▸ **Passage to read**

Over the past decades, understanding of the biology of human health has increased tremendously, with research and innovation driving exponential growth in the number of new treatments available. Despite this, life expectancy has increased only moderately, and healthcare costs continue to skyrocket.

For example, staffing accounts for more than two-thirds of all medical costs in the United States. In other words, innovations that operate at the intersection of health care and society have not kept pace with the medical science. As new advancements in medical technology and treatments add further options and more complex operational requirements, staffing and facilities operations will only get taxed further.

While faculty members’ research has enhanced understanding in areas as diverse as DNA mechanics and the structural behavior of living cells’ cytoskeletal network, the department also recognizes that human health must be approached more broadly as a complex, connected, and multi-stakeholder system of people, processes, physical facilities and organizations. This means that designing a hospital without regard to the constantly evolving and changing functions within and around it is not only inefficient, but also wasteful. Vaccine distribution without a clear understanding of the relationships between travel and epidemiology both endangers the public and adds unnecessary costs. Poorly designed treatment protocols inflict stress on patients, waste caregiver time, and available facilities.

▸ **Material provided**
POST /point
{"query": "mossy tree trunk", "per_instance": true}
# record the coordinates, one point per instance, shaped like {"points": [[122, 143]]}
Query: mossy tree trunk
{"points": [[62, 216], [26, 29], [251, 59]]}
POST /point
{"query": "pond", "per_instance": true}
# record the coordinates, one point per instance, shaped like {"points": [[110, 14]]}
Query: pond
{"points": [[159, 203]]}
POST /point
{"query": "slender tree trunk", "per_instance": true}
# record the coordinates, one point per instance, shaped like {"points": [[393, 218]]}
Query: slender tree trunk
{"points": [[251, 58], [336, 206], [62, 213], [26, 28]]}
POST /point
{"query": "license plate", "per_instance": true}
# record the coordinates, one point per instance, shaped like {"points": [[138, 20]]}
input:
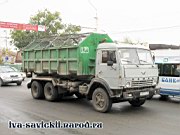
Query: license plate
{"points": [[144, 93]]}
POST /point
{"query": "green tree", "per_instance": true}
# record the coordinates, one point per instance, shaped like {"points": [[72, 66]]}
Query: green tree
{"points": [[54, 26]]}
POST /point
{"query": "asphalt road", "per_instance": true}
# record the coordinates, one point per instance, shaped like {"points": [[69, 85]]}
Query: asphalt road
{"points": [[155, 117]]}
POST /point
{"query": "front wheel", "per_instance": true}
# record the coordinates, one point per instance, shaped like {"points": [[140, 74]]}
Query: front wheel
{"points": [[164, 97], [37, 90], [50, 92], [101, 100], [79, 95], [137, 102]]}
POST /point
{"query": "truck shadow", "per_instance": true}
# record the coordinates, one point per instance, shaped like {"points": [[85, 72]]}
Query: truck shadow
{"points": [[170, 99]]}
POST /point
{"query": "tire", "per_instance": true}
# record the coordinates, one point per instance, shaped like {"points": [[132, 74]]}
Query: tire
{"points": [[101, 100], [50, 92], [19, 83], [137, 102], [150, 97], [164, 97], [37, 90], [79, 95], [1, 82]]}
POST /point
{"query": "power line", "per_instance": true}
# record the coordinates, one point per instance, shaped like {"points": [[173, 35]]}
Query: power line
{"points": [[147, 29]]}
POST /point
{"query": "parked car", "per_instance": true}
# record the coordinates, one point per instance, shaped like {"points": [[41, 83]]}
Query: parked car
{"points": [[9, 75]]}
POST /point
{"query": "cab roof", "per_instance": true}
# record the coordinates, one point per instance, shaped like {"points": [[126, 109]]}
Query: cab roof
{"points": [[120, 45]]}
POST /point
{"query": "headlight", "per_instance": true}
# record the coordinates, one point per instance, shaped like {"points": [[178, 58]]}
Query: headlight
{"points": [[128, 84], [4, 77], [154, 82]]}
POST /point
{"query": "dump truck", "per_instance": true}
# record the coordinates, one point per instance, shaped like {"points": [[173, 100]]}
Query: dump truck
{"points": [[90, 66]]}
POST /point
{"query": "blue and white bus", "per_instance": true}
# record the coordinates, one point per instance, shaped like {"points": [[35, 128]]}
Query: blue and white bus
{"points": [[168, 61]]}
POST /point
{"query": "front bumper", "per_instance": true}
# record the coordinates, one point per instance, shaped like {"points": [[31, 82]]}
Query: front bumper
{"points": [[11, 80], [143, 93]]}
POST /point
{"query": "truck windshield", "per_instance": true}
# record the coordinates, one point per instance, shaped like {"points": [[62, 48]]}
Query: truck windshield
{"points": [[144, 56], [135, 56]]}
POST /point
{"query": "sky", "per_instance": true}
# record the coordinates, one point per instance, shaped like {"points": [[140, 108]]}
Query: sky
{"points": [[152, 21]]}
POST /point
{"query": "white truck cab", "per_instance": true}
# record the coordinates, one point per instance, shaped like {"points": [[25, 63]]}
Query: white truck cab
{"points": [[128, 71]]}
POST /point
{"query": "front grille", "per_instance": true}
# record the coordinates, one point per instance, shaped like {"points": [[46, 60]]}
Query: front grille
{"points": [[142, 83]]}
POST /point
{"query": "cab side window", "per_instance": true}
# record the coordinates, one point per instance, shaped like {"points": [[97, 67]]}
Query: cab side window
{"points": [[108, 56]]}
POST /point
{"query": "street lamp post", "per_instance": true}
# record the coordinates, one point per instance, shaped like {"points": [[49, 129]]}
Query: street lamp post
{"points": [[96, 17]]}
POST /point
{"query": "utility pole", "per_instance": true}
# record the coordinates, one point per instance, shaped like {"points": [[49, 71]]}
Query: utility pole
{"points": [[96, 17]]}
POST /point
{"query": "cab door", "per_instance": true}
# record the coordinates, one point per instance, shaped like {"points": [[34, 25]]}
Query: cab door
{"points": [[109, 73]]}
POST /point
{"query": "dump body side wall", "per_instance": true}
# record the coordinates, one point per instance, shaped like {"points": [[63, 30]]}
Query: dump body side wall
{"points": [[73, 60]]}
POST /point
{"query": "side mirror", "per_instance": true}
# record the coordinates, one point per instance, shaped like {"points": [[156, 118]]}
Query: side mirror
{"points": [[109, 63]]}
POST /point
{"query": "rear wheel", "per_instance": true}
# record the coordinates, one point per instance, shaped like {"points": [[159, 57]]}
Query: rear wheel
{"points": [[50, 92], [137, 102], [101, 100], [37, 90]]}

▸ **Exercise goal**
Can you retype, word for word, the part of the health care passage that opens with the words containing "Over the past" and closes with "continue to skyrocket."?

▸ **Your solution**
Over the past decades, understanding of the biology of human health has increased tremendously, with research and innovation driving exponential growth in the number of new treatments available. Despite this, life expectancy has increased only moderately, and healthcare costs continue to skyrocket.